> [Text block]:
Every show has been a sellout. That's more than two million tickets.

Mason asked, "What does it say to you personally that you're playing your 100th show here?" 

"It's a crazy life!" Joel replied. "'Cause I remember the first night I played here in 1978. This was like the pinnacle of my career. My God! I'm headlining Madison Square Garden!"

Forty years ago, in December of 1978, Joel played his first gigs at the Garden. He'd broken out the year before with his fifth album, "The Stranger."

"For a kid from Long Island, what did it mean you be here in 1978?"  Mason asked.

"Well, this is the Arc of the Covenant. This is the high holy of holies!"

"Mr. Joel's concert," The New York Times wrote, "reaffirmed his stature as a talented, craftsmanlike pop composer … But he falls short of the … committed passion … of great rock."

"Off and on, over the years you've been beaten up by some critics," Mason noted.

Items listed in a dataset
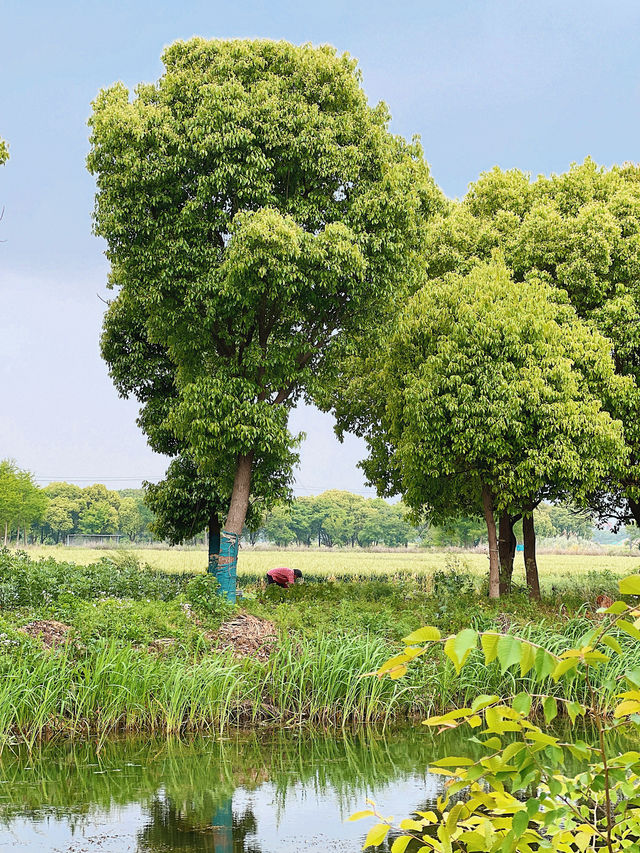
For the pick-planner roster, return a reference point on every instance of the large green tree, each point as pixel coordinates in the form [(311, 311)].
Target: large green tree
[(256, 211), (580, 231), (489, 395)]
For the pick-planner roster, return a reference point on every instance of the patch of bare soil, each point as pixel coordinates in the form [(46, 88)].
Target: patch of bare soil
[(246, 636), (162, 645), (51, 633)]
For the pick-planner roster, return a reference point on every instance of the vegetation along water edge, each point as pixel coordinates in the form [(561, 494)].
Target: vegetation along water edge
[(116, 646)]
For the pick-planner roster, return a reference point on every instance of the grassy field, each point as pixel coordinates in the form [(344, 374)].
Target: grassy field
[(138, 648), (553, 567)]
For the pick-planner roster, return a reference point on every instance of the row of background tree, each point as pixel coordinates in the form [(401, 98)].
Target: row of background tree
[(32, 514)]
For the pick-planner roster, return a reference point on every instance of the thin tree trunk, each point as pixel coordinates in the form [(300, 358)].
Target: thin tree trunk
[(226, 568), (634, 508), (530, 562), (214, 542), (506, 552), (489, 517), (240, 495)]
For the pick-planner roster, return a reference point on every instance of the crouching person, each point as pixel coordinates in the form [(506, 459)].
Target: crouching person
[(283, 577)]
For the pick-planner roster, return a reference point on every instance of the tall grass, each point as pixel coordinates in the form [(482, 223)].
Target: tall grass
[(308, 681), (113, 688)]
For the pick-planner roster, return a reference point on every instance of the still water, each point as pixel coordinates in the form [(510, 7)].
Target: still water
[(279, 792)]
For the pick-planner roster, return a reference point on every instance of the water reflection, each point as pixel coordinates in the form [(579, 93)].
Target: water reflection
[(245, 794), (276, 793)]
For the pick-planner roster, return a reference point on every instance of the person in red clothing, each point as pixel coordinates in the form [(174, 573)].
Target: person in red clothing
[(283, 577)]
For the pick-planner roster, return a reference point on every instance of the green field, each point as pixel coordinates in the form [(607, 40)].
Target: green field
[(327, 563)]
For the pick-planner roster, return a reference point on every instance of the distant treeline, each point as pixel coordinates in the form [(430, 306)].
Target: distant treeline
[(335, 518)]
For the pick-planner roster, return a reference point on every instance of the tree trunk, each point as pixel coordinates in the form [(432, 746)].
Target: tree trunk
[(530, 562), (634, 509), (226, 568), (489, 517), (214, 543), (507, 550)]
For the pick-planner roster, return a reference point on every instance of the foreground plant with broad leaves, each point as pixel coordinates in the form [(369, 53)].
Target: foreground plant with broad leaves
[(519, 796)]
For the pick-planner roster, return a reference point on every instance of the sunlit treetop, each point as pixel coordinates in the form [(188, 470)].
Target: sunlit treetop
[(257, 212)]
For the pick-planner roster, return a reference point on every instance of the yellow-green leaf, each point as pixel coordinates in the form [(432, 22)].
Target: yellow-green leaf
[(376, 835), (360, 815), (489, 647), (429, 634), (401, 844), (630, 585)]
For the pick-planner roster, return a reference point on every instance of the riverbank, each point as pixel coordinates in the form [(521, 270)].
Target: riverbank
[(94, 650)]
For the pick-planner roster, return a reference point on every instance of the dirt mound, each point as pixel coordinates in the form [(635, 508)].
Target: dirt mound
[(48, 630), (245, 636)]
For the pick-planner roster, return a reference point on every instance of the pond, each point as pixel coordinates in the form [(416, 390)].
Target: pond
[(276, 792)]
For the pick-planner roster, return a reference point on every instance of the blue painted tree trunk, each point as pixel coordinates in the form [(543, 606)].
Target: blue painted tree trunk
[(226, 570), (214, 544)]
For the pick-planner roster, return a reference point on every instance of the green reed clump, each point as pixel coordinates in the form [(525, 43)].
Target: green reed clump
[(112, 688)]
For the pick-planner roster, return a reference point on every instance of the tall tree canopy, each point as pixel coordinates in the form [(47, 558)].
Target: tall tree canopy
[(256, 211), (489, 395), (580, 231)]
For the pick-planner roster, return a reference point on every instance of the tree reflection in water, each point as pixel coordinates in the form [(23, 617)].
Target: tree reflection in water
[(174, 827)]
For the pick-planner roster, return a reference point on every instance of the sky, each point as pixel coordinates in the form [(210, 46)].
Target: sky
[(535, 85)]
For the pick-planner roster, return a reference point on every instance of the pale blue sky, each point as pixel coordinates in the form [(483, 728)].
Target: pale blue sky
[(535, 85)]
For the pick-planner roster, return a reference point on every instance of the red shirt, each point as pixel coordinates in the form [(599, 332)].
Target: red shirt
[(282, 576)]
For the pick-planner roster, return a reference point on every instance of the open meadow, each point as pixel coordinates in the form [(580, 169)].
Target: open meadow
[(360, 564)]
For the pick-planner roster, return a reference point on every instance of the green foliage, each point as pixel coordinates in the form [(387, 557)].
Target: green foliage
[(202, 592), (455, 580), (338, 518), (553, 520), (256, 211), (497, 382), (34, 583), (579, 231), (22, 503), (126, 621), (519, 795)]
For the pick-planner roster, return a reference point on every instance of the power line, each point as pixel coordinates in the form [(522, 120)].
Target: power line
[(299, 487)]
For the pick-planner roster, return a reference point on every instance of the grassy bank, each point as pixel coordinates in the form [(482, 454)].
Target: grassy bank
[(139, 648)]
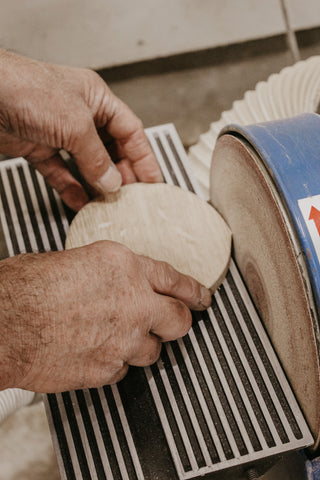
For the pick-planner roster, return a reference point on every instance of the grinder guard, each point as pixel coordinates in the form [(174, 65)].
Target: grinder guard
[(258, 175)]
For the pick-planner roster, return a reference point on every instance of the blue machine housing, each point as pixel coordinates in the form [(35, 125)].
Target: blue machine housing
[(290, 151)]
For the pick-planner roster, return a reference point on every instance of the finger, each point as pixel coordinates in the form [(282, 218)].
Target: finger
[(93, 160), (172, 319), (128, 175), (58, 176), (124, 126), (164, 279), (148, 353), (119, 375)]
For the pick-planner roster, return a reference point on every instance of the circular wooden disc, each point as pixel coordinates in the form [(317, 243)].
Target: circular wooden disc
[(162, 222), (266, 256)]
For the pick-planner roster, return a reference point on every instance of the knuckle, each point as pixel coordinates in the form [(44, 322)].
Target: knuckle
[(154, 354), (119, 375), (171, 276), (185, 318)]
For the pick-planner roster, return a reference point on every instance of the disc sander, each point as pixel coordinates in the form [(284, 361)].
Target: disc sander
[(267, 254), (163, 222)]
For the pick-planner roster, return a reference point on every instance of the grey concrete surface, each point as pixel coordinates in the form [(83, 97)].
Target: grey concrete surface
[(194, 92)]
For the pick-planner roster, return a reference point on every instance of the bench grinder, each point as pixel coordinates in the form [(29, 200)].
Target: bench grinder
[(265, 181)]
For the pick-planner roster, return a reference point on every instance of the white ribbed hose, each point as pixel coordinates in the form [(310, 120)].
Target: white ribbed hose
[(14, 398)]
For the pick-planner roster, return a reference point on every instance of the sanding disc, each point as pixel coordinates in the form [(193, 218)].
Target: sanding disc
[(163, 222), (266, 254)]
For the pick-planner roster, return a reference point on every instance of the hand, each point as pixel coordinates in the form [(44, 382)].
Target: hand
[(45, 108), (78, 318)]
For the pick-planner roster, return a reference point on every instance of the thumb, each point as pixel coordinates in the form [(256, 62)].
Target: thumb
[(94, 162)]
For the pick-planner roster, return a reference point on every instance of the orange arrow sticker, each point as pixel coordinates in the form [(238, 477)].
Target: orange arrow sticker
[(315, 216), (310, 209)]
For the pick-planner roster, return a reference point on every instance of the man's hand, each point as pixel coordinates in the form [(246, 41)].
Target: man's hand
[(45, 108), (80, 317)]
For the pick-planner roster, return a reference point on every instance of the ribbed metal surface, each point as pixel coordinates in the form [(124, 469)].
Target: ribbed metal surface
[(216, 399)]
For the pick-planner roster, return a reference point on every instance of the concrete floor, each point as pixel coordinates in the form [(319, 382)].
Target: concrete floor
[(191, 92)]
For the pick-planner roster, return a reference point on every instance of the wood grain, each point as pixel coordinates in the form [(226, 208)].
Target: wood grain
[(163, 222)]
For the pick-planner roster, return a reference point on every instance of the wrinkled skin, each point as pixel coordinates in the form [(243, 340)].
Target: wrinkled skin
[(45, 108), (79, 318)]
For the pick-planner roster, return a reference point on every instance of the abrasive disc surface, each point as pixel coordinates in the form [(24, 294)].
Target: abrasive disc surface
[(267, 257), (163, 222)]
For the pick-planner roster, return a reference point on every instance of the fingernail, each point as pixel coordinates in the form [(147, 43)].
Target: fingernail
[(110, 181), (206, 298)]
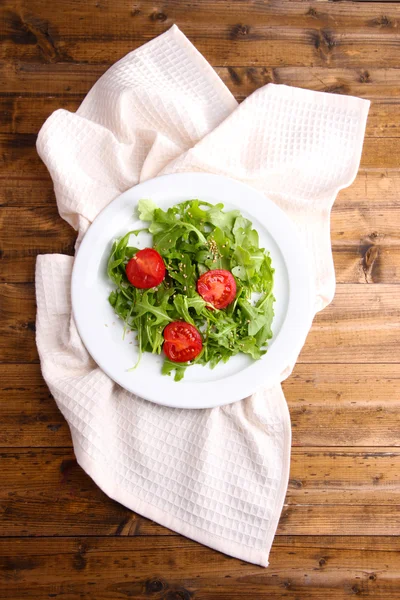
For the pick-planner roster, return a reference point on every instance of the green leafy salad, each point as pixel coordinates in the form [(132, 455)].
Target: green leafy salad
[(202, 293)]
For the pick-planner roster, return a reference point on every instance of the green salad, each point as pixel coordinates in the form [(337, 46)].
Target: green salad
[(202, 293)]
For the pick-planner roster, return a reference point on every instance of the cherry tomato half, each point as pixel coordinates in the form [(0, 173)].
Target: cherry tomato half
[(217, 287), (182, 341), (146, 269)]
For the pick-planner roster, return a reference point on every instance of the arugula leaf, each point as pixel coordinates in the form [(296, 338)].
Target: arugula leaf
[(146, 209), (193, 237)]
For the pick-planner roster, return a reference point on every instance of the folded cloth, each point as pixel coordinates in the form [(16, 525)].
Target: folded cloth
[(217, 476)]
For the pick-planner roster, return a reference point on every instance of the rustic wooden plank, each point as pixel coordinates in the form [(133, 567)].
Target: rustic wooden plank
[(69, 82), (26, 115), (19, 159), (36, 479), (360, 326), (17, 328), (240, 46), (169, 567), (344, 405), (365, 237), (348, 476), (52, 483), (236, 35), (146, 20), (330, 405), (29, 416), (377, 187)]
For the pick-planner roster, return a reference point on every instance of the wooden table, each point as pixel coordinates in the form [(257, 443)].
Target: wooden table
[(338, 535)]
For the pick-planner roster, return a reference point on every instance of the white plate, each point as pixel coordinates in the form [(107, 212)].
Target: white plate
[(101, 330)]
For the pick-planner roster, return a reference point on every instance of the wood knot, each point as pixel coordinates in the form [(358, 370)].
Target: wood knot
[(179, 594), (323, 41), (239, 31), (365, 77), (156, 585), (296, 483), (67, 465), (234, 76), (158, 16), (382, 21), (79, 561), (312, 13), (369, 262)]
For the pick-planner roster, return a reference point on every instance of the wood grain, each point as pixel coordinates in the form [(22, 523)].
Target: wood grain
[(21, 115), (345, 461), (179, 569), (320, 496), (365, 236), (330, 405), (238, 34), (58, 83), (360, 326)]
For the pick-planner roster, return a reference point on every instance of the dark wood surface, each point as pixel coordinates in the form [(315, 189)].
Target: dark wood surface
[(338, 538)]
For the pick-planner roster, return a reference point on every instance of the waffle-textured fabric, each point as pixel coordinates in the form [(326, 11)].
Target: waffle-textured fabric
[(217, 476)]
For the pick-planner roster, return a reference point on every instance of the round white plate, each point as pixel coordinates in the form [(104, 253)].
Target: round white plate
[(101, 330)]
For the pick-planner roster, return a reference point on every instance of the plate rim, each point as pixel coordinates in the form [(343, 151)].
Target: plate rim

> [Exercise requirements]:
1) According to the passage about Joel's Madison Square Garden shows, in what month and year did he first play there?
2) Translate this sentence from the passage about Joel's Madison Square Garden shows into Spanish: "Every show has been a sellout."
3) Carry the passage about Joel's Madison Square Garden shows forward from its last sentence.

> [Answers for the exercise]:
1) December 1978.

2) Todos los espectáculos han agotado las entradas.

3)
"A lot of that beating up was self-induced!" Joel laughed. "Because I went to war with these guys. If I didn't agree with something they wrote, I would call 'em out on stage. And that doesn't help things."

"Why did you go to war with them?"

"'Cause they were wrong!" 

Singer-songwriter Billy Joel. CBS News

His Garden gigs have proven him right. Even some of his songs that weren't big hits in the beginning have become standards, like "Piano Man." "We do [that] every night. You can't do a show without doing 'Piano Man.' But the audience is singing along."

"They're doing a lot of the work!" Mason said.

"Yeah. So, when I'm doing the song I'm not actually thinking about what I'm doing. I'm listening to the audience singing. You know, I'm going, 'All right, not bad!'"

Joel began playing the Garden monthly in January 2014 – and didn't think it would last this long: "They presented it like, 'Okay, you're gonna do a residency.' But what they really meant [was], you're gonna be a franchise, like a sports team."

"How did you feel about that?"

"Flattered. Flabbergasted!"

He's sold out 54 straight shows, joined almost every month by special guests, including Sting, Paul Simon, Miley Cyrus, Tony Bennett, and for his 100th show, Bruce Springsteen.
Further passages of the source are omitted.